#### [WHAT IS REQUIRED]
Please copy the Super Trader interview from "Mark McDowell" up to and including "do you trade?", and switch "nimble" to "flexible" wherever it appears.

#### [EXTRACT TO READ]
begin

A Conversation with Three Super Trader Students

Last year, Van offered his Super Trader students the opportunity to thoroughly learn one of their trading systems by teaching it to other traders.  Several of them took him up on his offer and that’s the origin for the upcoming  Great Super Trader Systems Workshop.  Whether you have an interest in attending the workshop or not, we thought readers would find interesting how these three Super Traders answered the same ten questions.  We hope some of their comments will help you generate some trading ideas of your own.  Enjoy.

Mark McDowell

Q.  What are your thoughts about the markets right now?Mark

Today, I classify the market as “bull quiet.”  I believe we’re in the midst of a long-term bear market, but I expect that both bull and bear cycles will occur in the context of the overall market.  I believe cycles are shorter during long-term bears than during long-term bulls, so I’m trying to stay nimble and use trading systems that match up with the market type.

Q.  What do you trade?

I trade stocks, ETFs and Forex.

Q.  What kinds of trading systems do you use, and how many do you have in operation?

Currently, I use 1) the intraday system I’ll be teaching at the November workshop; 2) a swing-trading system that enters on pullbacks in a trend; 3) a weekly system based on relative strength in a large set of ETFs; 4) a monthly system based on momentum in a small set of ETFs; 5) and a trend-following system for Forex trading.

end

#### [COLLECTED DATA]
begin

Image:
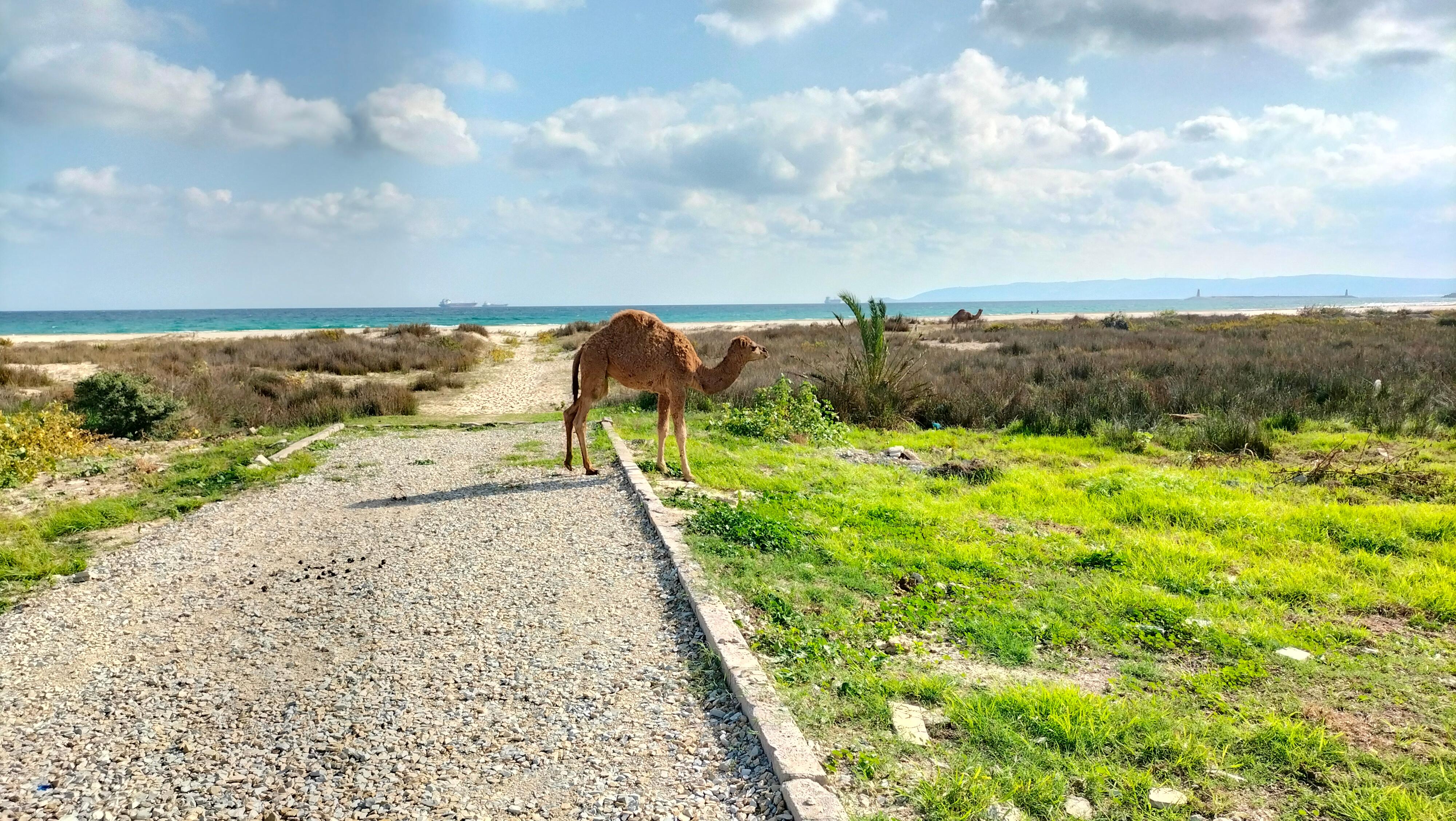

end

#### [ANSWER]
Mark McDowell

Q.  What are your thoughts about the markets right now?Mark

Today, I classify the market as “bull quiet.”  I believe we’re in the midst of a long-term bear market, but I expect that both bull and bear cycles will occur in the context of the overall market.  I believe cycles are shorter during long-term bears than during long-term bulls, so I’m trying to stay flexible and use trading systems that match up with the market type.

Q.  What do you trade?